(Annotation data for locating objects)
Start

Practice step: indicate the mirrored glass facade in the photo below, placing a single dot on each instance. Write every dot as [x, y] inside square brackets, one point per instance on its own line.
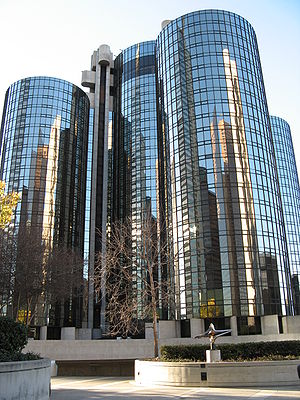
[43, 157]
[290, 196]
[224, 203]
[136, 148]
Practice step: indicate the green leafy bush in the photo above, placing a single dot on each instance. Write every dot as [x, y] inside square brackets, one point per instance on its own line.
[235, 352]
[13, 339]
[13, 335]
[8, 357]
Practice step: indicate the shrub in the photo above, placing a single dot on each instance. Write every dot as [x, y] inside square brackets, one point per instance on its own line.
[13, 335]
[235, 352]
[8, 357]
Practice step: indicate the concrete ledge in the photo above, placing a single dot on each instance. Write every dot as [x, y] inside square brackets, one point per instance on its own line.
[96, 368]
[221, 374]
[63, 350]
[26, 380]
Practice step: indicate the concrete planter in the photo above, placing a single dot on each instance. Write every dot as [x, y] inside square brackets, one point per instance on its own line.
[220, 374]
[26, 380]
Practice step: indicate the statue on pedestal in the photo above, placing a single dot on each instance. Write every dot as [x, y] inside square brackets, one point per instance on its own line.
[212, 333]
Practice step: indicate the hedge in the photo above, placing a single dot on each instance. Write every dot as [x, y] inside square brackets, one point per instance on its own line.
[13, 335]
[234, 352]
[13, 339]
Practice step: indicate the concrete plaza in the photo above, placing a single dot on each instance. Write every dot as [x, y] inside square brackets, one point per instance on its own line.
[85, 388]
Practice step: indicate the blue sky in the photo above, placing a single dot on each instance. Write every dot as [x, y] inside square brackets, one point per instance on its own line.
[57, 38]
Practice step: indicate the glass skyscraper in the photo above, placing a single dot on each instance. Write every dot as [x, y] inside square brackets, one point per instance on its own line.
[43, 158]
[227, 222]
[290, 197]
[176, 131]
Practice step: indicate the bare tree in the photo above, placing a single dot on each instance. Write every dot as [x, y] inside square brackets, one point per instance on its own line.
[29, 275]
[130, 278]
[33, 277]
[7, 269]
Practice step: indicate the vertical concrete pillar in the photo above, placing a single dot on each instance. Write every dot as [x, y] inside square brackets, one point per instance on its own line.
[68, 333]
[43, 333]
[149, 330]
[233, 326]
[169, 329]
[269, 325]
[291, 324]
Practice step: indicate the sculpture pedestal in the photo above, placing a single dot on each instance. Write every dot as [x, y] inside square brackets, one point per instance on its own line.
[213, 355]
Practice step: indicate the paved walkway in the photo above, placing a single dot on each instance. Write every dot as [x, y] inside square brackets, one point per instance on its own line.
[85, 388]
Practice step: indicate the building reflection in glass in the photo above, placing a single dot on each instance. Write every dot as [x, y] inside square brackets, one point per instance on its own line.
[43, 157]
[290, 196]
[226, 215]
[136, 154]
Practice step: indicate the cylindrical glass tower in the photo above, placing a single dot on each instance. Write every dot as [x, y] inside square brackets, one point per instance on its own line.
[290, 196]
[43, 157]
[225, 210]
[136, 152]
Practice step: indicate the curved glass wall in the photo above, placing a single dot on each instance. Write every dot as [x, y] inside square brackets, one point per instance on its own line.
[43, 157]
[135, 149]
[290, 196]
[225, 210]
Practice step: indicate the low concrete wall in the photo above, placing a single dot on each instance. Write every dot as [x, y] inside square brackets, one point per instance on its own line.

End

Given instruction: Format the lines above as a Markdown table with the columns "Index" and "Text", giving each line its row number. Leave out blank lines and the pictures.

Task solution:
| Index | Text |
|---|---|
| 1 | Practice step: indicate the mirrored glass facade in the photo below, placing a single dot on each instance. Write every dot as [x, y] inside square brackets, one point per instance on its own line. |
| 2 | [43, 157] |
| 3 | [290, 196] |
| 4 | [224, 203] |
| 5 | [136, 148] |
| 6 | Practice step: indicate the green leafy bush in the photo above, placing a single dot on each instance. Write every dot as [x, y] inside square brackets, one point per instance on its own line. |
| 7 | [235, 352] |
| 8 | [13, 339] |
| 9 | [13, 335] |
| 10 | [8, 357] |
| 11 | Practice step: indicate the shrub in the photo above, placing a single dot on each instance. Write every dot as [x, y] inside square brackets, one point per instance on its own line. |
| 12 | [13, 335] |
| 13 | [235, 352] |
| 14 | [8, 357] |
| 15 | Practice step: indicate the concrete ledge in the photo above, placing a single dot on each instance. Write every dot as [x, y] inside square brackets, one point per instance on its own line. |
| 16 | [96, 368] |
| 17 | [221, 374] |
| 18 | [63, 350] |
| 19 | [26, 380] |
| 20 | Practice step: indicate the concrete planter in the photo above, placing a single dot on each instance. Write every dot as [x, y] inside square brackets, one point per instance on its own line. |
| 21 | [220, 374] |
| 22 | [26, 380] |
| 23 | Practice step: indicate the statue on pedestal in the photo above, placing a single dot on each instance. Write every dot as [x, y] inside square brackets, one point per instance on its own line. |
| 24 | [212, 333] |
| 25 | Practice step: indicate the hedge in the photo above, placing a single dot on each instance. Write every dot as [x, y] inside square brackets, one point per instance on its own line. |
| 26 | [13, 335] |
| 27 | [234, 352] |
| 28 | [13, 339] |
| 29 | Practice step: indicate the concrete plaza in the photo above, placing a single dot on each instance. Write every dot as [x, y] inside square brackets, one point per instance on its own line. |
| 30 | [85, 388] |
| 31 | Practice step: indicate the blue sky in the photo above, placing a single dot on each instance. Write every dot as [x, y] inside square brackets, one point per instance on its own line. |
| 32 | [57, 38] |
| 33 | Practice step: indicate the glass skyscraper in the photo above, placing a single dot on each instance. Write every dot as [x, y] inside square brackets, one point per instance on its own line. |
| 34 | [43, 158] |
| 35 | [227, 222] |
| 36 | [290, 197] |
| 37 | [176, 131] |
| 38 | Practice step: indicate the bare tree in the photo above, placing a single dot on each instance. Write every dot as [x, y] inside square brackets, one point per instance on its own line. |
| 39 | [29, 275] |
| 40 | [130, 278] |
| 41 | [33, 277] |
| 42 | [7, 269] |
| 43 | Practice step: indicate the vertical concrete pillar in the photo above, placing a single dot on each instance. Write every dot as [x, y] inside square brackets, one point per instance on its own line. |
| 44 | [68, 333] |
| 45 | [43, 333] |
| 46 | [149, 330] |
| 47 | [233, 326] |
| 48 | [169, 329] |
| 49 | [269, 325] |
| 50 | [291, 324] |
| 51 | Practice step: indicate the sculpture pedestal in the photo above, placing a single dot on each instance. Write every dot as [x, y] inside square brackets, one point per instance on its own line. |
| 52 | [213, 355] |
| 53 | Practice step: indicate the paved walkway in the photo above, placing a single dot on each instance. Write every dot as [x, y] inside square brackets, one point per instance on its own line. |
| 54 | [85, 388] |
| 55 | Practice step: indicate the building reflection in glass in the photo above, placing a single dot on each instance. Write every dot as [x, y] inside square brackets, one point per instance on its own line. |
| 56 | [43, 157] |
| 57 | [290, 196] |
| 58 | [226, 215] |
| 59 | [136, 154] |
| 60 | Practice step: indicate the cylindrical glass tower in the photo above, placing a single dot on each instance. Write every dot as [x, y] inside square brackets, one point per instance on its own line. |
| 61 | [290, 196] |
| 62 | [43, 157] |
| 63 | [225, 210] |
| 64 | [136, 152] |
| 65 | Practice step: indicate the curved glass wall in the photo above, placing a single dot on each instance. Write every dot as [x, y] inside square brackets, one point per instance on its own line. |
| 66 | [43, 157] |
| 67 | [135, 149] |
| 68 | [290, 196] |
| 69 | [225, 210] |
| 70 | Practice step: indicate the low concrete wall in the photo above, placing a single dot on each instance. Write every dot as [x, y] inside square brackets, one point per instance on its own line. |